Given task
Locate every one of the lines below that contains the word "road", and copy each of those lines in full.

Records provided
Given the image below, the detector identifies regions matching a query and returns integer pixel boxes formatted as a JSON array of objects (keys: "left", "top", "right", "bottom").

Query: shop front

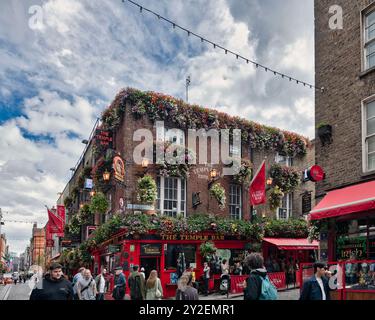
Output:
[
  {"left": 262, "top": 238, "right": 319, "bottom": 290},
  {"left": 93, "top": 232, "right": 254, "bottom": 298},
  {"left": 309, "top": 181, "right": 375, "bottom": 300}
]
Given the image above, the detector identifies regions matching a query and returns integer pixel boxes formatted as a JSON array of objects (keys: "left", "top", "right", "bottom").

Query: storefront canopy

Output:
[
  {"left": 309, "top": 181, "right": 375, "bottom": 220},
  {"left": 263, "top": 238, "right": 319, "bottom": 250}
]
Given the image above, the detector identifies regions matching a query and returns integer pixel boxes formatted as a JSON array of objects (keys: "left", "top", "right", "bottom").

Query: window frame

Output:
[
  {"left": 361, "top": 94, "right": 375, "bottom": 173},
  {"left": 360, "top": 2, "right": 375, "bottom": 72},
  {"left": 156, "top": 176, "right": 187, "bottom": 218},
  {"left": 228, "top": 184, "right": 243, "bottom": 220},
  {"left": 275, "top": 152, "right": 293, "bottom": 167},
  {"left": 276, "top": 192, "right": 293, "bottom": 220}
]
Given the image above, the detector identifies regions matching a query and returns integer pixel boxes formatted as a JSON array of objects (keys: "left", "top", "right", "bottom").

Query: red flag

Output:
[
  {"left": 45, "top": 222, "right": 54, "bottom": 248},
  {"left": 57, "top": 205, "right": 65, "bottom": 227},
  {"left": 249, "top": 160, "right": 266, "bottom": 206},
  {"left": 47, "top": 209, "right": 64, "bottom": 237}
]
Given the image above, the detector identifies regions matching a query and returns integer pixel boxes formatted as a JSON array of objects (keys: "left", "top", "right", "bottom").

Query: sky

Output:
[{"left": 0, "top": 0, "right": 314, "bottom": 253}]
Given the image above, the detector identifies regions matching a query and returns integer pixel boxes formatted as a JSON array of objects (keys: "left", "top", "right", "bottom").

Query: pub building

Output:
[
  {"left": 60, "top": 89, "right": 315, "bottom": 296},
  {"left": 309, "top": 181, "right": 375, "bottom": 300},
  {"left": 310, "top": 0, "right": 375, "bottom": 300}
]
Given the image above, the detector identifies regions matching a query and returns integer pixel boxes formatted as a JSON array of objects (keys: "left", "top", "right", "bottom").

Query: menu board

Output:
[{"left": 336, "top": 237, "right": 367, "bottom": 260}]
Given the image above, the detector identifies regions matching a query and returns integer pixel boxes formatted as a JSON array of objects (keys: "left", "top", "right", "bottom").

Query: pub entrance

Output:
[{"left": 140, "top": 257, "right": 160, "bottom": 280}]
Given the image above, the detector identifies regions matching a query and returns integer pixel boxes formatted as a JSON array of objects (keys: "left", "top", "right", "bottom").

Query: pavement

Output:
[
  {"left": 199, "top": 289, "right": 300, "bottom": 300},
  {"left": 0, "top": 282, "right": 31, "bottom": 301},
  {"left": 0, "top": 282, "right": 300, "bottom": 301}
]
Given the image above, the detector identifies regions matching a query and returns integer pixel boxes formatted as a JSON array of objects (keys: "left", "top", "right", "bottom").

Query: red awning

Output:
[
  {"left": 263, "top": 238, "right": 319, "bottom": 250},
  {"left": 309, "top": 181, "right": 375, "bottom": 220}
]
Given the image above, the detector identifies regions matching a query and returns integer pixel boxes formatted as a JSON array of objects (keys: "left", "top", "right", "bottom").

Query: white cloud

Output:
[{"left": 0, "top": 0, "right": 314, "bottom": 255}]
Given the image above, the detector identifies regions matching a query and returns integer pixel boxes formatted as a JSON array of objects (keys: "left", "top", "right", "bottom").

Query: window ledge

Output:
[{"left": 359, "top": 67, "right": 375, "bottom": 79}]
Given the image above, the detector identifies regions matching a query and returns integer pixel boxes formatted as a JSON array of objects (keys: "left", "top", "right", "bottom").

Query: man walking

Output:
[
  {"left": 203, "top": 262, "right": 211, "bottom": 297},
  {"left": 95, "top": 268, "right": 107, "bottom": 300},
  {"left": 300, "top": 262, "right": 331, "bottom": 300},
  {"left": 77, "top": 269, "right": 97, "bottom": 300},
  {"left": 243, "top": 252, "right": 277, "bottom": 300},
  {"left": 129, "top": 266, "right": 146, "bottom": 300},
  {"left": 112, "top": 267, "right": 126, "bottom": 300},
  {"left": 72, "top": 267, "right": 85, "bottom": 300},
  {"left": 30, "top": 263, "right": 73, "bottom": 300}
]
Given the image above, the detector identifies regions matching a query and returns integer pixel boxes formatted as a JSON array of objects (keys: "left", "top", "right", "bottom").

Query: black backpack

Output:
[{"left": 131, "top": 275, "right": 143, "bottom": 299}]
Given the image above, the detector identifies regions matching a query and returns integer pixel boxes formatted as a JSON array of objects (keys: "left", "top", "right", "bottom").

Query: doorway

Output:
[{"left": 139, "top": 257, "right": 160, "bottom": 279}]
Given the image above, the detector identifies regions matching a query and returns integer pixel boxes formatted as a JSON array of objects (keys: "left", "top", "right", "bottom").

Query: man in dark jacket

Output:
[
  {"left": 30, "top": 263, "right": 73, "bottom": 300},
  {"left": 112, "top": 267, "right": 126, "bottom": 300},
  {"left": 300, "top": 262, "right": 330, "bottom": 300},
  {"left": 128, "top": 266, "right": 146, "bottom": 300},
  {"left": 243, "top": 253, "right": 267, "bottom": 300}
]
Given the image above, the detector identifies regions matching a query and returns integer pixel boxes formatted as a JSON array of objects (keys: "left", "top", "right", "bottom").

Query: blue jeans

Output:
[{"left": 96, "top": 293, "right": 105, "bottom": 300}]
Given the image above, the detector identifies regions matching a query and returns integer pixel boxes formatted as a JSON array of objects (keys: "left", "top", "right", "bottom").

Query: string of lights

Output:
[
  {"left": 122, "top": 0, "right": 324, "bottom": 92},
  {"left": 3, "top": 220, "right": 36, "bottom": 224}
]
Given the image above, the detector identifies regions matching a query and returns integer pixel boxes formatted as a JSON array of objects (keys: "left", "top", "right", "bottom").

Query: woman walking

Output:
[{"left": 146, "top": 270, "right": 163, "bottom": 300}]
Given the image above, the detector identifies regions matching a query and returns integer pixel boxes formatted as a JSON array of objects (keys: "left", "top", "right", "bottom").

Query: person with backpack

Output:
[
  {"left": 30, "top": 263, "right": 73, "bottom": 301},
  {"left": 203, "top": 262, "right": 211, "bottom": 297},
  {"left": 243, "top": 253, "right": 277, "bottom": 300},
  {"left": 146, "top": 270, "right": 163, "bottom": 300},
  {"left": 128, "top": 265, "right": 146, "bottom": 300},
  {"left": 77, "top": 269, "right": 97, "bottom": 300},
  {"left": 95, "top": 268, "right": 108, "bottom": 300},
  {"left": 112, "top": 267, "right": 126, "bottom": 300},
  {"left": 299, "top": 262, "right": 331, "bottom": 300},
  {"left": 72, "top": 267, "right": 86, "bottom": 300},
  {"left": 176, "top": 272, "right": 199, "bottom": 300}
]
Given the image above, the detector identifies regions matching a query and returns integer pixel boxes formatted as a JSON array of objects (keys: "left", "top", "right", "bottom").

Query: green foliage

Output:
[
  {"left": 64, "top": 196, "right": 73, "bottom": 208},
  {"left": 199, "top": 241, "right": 217, "bottom": 261},
  {"left": 270, "top": 164, "right": 301, "bottom": 193},
  {"left": 264, "top": 219, "right": 309, "bottom": 238},
  {"left": 210, "top": 182, "right": 226, "bottom": 210},
  {"left": 233, "top": 159, "right": 253, "bottom": 184},
  {"left": 101, "top": 88, "right": 309, "bottom": 156},
  {"left": 268, "top": 186, "right": 284, "bottom": 212},
  {"left": 90, "top": 192, "right": 109, "bottom": 214},
  {"left": 137, "top": 175, "right": 157, "bottom": 204}
]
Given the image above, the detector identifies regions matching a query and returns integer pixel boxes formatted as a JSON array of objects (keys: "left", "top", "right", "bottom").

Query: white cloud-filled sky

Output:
[{"left": 0, "top": 0, "right": 314, "bottom": 253}]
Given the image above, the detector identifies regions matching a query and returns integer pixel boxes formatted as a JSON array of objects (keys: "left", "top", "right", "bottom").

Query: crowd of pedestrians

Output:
[{"left": 26, "top": 253, "right": 331, "bottom": 300}]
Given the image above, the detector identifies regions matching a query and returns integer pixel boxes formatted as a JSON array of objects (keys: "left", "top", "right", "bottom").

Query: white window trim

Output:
[
  {"left": 361, "top": 94, "right": 375, "bottom": 173},
  {"left": 158, "top": 176, "right": 187, "bottom": 218},
  {"left": 276, "top": 193, "right": 293, "bottom": 220},
  {"left": 229, "top": 184, "right": 243, "bottom": 220},
  {"left": 275, "top": 152, "right": 293, "bottom": 167},
  {"left": 360, "top": 2, "right": 375, "bottom": 72}
]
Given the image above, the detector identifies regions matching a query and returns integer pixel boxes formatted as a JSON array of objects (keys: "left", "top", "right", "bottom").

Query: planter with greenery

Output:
[
  {"left": 233, "top": 159, "right": 253, "bottom": 185},
  {"left": 102, "top": 88, "right": 309, "bottom": 156},
  {"left": 268, "top": 186, "right": 284, "bottom": 212},
  {"left": 270, "top": 164, "right": 301, "bottom": 193},
  {"left": 199, "top": 241, "right": 217, "bottom": 262},
  {"left": 90, "top": 192, "right": 109, "bottom": 214}
]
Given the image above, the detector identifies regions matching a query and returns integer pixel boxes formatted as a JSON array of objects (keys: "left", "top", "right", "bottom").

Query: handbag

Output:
[{"left": 155, "top": 279, "right": 161, "bottom": 299}]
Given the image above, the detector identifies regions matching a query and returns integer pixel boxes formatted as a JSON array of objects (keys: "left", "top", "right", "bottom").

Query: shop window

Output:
[
  {"left": 157, "top": 177, "right": 186, "bottom": 217},
  {"left": 229, "top": 184, "right": 242, "bottom": 220},
  {"left": 363, "top": 98, "right": 375, "bottom": 172},
  {"left": 277, "top": 193, "right": 293, "bottom": 220},
  {"left": 165, "top": 244, "right": 196, "bottom": 270},
  {"left": 275, "top": 153, "right": 293, "bottom": 167},
  {"left": 363, "top": 6, "right": 375, "bottom": 70},
  {"left": 165, "top": 129, "right": 185, "bottom": 146}
]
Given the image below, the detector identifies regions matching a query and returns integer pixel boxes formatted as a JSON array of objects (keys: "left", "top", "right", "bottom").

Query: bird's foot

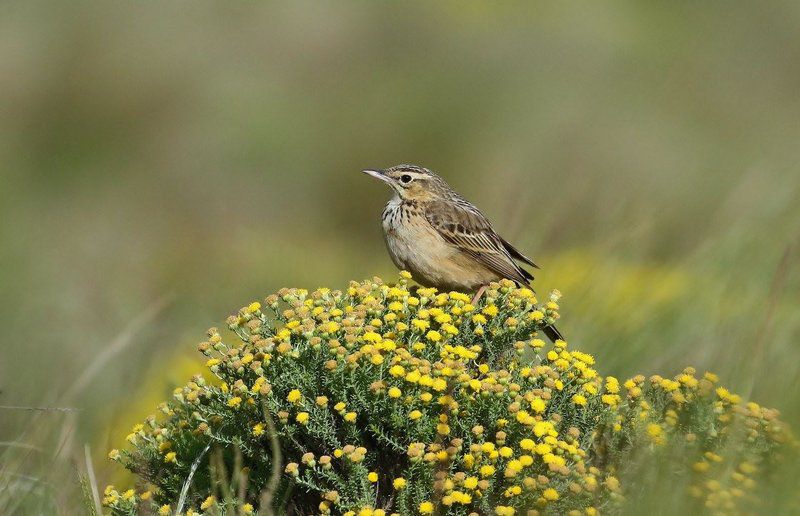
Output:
[{"left": 471, "top": 285, "right": 486, "bottom": 306}]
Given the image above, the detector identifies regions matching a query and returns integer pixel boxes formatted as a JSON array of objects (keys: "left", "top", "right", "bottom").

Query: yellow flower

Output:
[
  {"left": 531, "top": 398, "right": 547, "bottom": 414},
  {"left": 286, "top": 389, "right": 303, "bottom": 403},
  {"left": 542, "top": 487, "right": 559, "bottom": 502},
  {"left": 425, "top": 330, "right": 442, "bottom": 342},
  {"left": 200, "top": 496, "right": 217, "bottom": 511},
  {"left": 572, "top": 394, "right": 586, "bottom": 407}
]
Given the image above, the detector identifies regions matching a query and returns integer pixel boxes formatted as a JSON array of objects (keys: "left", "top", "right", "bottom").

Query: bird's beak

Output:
[{"left": 362, "top": 168, "right": 391, "bottom": 183}]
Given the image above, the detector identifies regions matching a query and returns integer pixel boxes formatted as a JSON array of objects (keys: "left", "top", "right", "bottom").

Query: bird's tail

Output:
[{"left": 542, "top": 324, "right": 566, "bottom": 342}]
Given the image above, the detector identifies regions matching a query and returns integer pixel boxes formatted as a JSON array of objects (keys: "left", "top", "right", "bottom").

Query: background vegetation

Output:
[{"left": 0, "top": 1, "right": 800, "bottom": 513}]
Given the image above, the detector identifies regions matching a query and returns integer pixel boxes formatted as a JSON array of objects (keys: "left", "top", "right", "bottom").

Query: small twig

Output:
[
  {"left": 83, "top": 444, "right": 103, "bottom": 516},
  {"left": 175, "top": 443, "right": 211, "bottom": 515}
]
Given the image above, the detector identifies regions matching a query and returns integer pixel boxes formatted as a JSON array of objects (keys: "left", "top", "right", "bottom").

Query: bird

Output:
[{"left": 362, "top": 164, "right": 564, "bottom": 342}]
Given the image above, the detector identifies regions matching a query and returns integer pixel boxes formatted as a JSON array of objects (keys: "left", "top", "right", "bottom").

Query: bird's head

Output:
[{"left": 363, "top": 165, "right": 450, "bottom": 202}]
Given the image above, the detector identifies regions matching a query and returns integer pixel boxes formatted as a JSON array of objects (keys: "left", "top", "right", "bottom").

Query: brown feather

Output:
[{"left": 423, "top": 199, "right": 533, "bottom": 285}]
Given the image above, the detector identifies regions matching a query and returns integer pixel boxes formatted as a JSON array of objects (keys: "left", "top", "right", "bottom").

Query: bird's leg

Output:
[{"left": 471, "top": 285, "right": 486, "bottom": 306}]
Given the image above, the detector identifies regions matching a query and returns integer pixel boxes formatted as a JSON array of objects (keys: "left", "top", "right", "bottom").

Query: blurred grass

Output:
[{"left": 0, "top": 1, "right": 800, "bottom": 513}]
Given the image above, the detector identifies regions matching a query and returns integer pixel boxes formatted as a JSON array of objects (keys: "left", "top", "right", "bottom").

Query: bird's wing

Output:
[
  {"left": 500, "top": 237, "right": 541, "bottom": 269},
  {"left": 424, "top": 201, "right": 533, "bottom": 285}
]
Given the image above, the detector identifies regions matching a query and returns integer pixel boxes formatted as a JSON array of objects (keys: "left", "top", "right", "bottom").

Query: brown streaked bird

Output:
[{"left": 363, "top": 165, "right": 563, "bottom": 341}]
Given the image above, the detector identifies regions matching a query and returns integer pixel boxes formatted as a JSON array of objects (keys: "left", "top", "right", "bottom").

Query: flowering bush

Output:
[{"left": 104, "top": 273, "right": 790, "bottom": 515}]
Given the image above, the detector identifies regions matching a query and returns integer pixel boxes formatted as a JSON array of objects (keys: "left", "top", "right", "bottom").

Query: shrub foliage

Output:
[{"left": 103, "top": 273, "right": 790, "bottom": 515}]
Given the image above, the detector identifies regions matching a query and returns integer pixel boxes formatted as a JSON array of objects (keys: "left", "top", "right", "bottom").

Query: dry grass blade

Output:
[
  {"left": 0, "top": 405, "right": 80, "bottom": 412},
  {"left": 175, "top": 443, "right": 211, "bottom": 514},
  {"left": 61, "top": 294, "right": 174, "bottom": 400},
  {"left": 83, "top": 444, "right": 103, "bottom": 515},
  {"left": 258, "top": 400, "right": 283, "bottom": 516}
]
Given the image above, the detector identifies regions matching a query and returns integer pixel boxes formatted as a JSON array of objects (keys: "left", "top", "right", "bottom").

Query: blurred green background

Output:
[{"left": 0, "top": 1, "right": 800, "bottom": 513}]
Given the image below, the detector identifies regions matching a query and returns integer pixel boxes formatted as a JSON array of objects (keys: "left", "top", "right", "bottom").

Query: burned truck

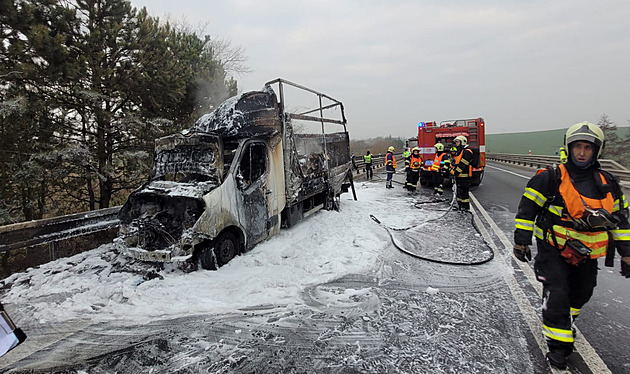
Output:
[{"left": 114, "top": 79, "right": 356, "bottom": 269}]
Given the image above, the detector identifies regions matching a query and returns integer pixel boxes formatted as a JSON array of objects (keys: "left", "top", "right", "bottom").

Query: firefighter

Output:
[
  {"left": 514, "top": 122, "right": 630, "bottom": 369},
  {"left": 402, "top": 148, "right": 411, "bottom": 173},
  {"left": 385, "top": 146, "right": 396, "bottom": 188},
  {"left": 363, "top": 151, "right": 372, "bottom": 180},
  {"left": 431, "top": 143, "right": 450, "bottom": 195},
  {"left": 405, "top": 147, "right": 422, "bottom": 192},
  {"left": 558, "top": 147, "right": 568, "bottom": 164},
  {"left": 451, "top": 135, "right": 473, "bottom": 212}
]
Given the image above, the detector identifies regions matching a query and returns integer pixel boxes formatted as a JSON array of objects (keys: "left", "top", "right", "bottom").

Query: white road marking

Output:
[
  {"left": 470, "top": 193, "right": 612, "bottom": 374},
  {"left": 486, "top": 165, "right": 532, "bottom": 180}
]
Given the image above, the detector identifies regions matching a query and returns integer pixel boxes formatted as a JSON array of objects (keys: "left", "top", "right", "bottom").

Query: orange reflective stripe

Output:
[
  {"left": 431, "top": 153, "right": 444, "bottom": 171},
  {"left": 455, "top": 148, "right": 472, "bottom": 177},
  {"left": 546, "top": 225, "right": 608, "bottom": 258},
  {"left": 559, "top": 164, "right": 615, "bottom": 219},
  {"left": 409, "top": 155, "right": 422, "bottom": 170}
]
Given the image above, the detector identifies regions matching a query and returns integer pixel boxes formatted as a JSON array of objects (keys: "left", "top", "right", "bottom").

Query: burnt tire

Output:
[
  {"left": 470, "top": 170, "right": 483, "bottom": 186},
  {"left": 199, "top": 232, "right": 239, "bottom": 270}
]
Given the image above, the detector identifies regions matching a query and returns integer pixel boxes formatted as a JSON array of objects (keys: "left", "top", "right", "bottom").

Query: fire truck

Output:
[{"left": 418, "top": 117, "right": 486, "bottom": 186}]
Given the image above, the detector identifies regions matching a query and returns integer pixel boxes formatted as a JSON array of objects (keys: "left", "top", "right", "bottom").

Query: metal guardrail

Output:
[
  {"left": 486, "top": 153, "right": 630, "bottom": 182},
  {"left": 352, "top": 153, "right": 405, "bottom": 175},
  {"left": 0, "top": 207, "right": 120, "bottom": 252}
]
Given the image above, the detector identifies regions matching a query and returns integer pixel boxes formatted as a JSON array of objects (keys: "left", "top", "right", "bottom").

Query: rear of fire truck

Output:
[{"left": 418, "top": 117, "right": 486, "bottom": 186}]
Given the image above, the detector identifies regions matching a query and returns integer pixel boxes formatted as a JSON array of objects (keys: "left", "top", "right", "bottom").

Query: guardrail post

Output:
[{"left": 48, "top": 240, "right": 59, "bottom": 261}]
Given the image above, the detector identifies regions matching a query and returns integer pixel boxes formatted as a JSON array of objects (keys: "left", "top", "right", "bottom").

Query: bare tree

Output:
[{"left": 208, "top": 39, "right": 253, "bottom": 75}]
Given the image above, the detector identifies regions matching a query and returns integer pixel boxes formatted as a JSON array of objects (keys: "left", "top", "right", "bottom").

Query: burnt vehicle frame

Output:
[{"left": 114, "top": 79, "right": 356, "bottom": 269}]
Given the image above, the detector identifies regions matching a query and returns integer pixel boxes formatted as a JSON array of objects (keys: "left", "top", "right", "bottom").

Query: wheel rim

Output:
[{"left": 216, "top": 237, "right": 236, "bottom": 265}]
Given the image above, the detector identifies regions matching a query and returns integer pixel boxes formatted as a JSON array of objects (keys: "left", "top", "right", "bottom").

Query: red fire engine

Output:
[{"left": 418, "top": 117, "right": 486, "bottom": 186}]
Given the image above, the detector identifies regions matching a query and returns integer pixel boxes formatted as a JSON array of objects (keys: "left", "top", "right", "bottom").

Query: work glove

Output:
[
  {"left": 514, "top": 244, "right": 532, "bottom": 262},
  {"left": 621, "top": 256, "right": 630, "bottom": 278}
]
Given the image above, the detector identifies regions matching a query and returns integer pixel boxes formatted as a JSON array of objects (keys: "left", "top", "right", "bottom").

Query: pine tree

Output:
[
  {"left": 0, "top": 0, "right": 236, "bottom": 219},
  {"left": 597, "top": 114, "right": 623, "bottom": 161}
]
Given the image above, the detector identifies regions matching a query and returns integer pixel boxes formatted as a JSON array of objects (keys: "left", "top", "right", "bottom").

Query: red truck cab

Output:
[{"left": 418, "top": 117, "right": 486, "bottom": 186}]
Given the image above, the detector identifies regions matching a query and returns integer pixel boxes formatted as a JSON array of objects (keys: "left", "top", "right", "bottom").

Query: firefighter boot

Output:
[
  {"left": 545, "top": 339, "right": 573, "bottom": 370},
  {"left": 546, "top": 351, "right": 567, "bottom": 370}
]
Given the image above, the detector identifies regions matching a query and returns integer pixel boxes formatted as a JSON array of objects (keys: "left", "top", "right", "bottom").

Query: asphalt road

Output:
[
  {"left": 472, "top": 163, "right": 630, "bottom": 373},
  {"left": 0, "top": 164, "right": 630, "bottom": 374}
]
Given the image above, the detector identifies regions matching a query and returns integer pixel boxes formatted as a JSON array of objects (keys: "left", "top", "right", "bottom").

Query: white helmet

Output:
[
  {"left": 564, "top": 122, "right": 604, "bottom": 158},
  {"left": 455, "top": 135, "right": 468, "bottom": 146}
]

Written reply
Query: white road marking
Query: asphalt road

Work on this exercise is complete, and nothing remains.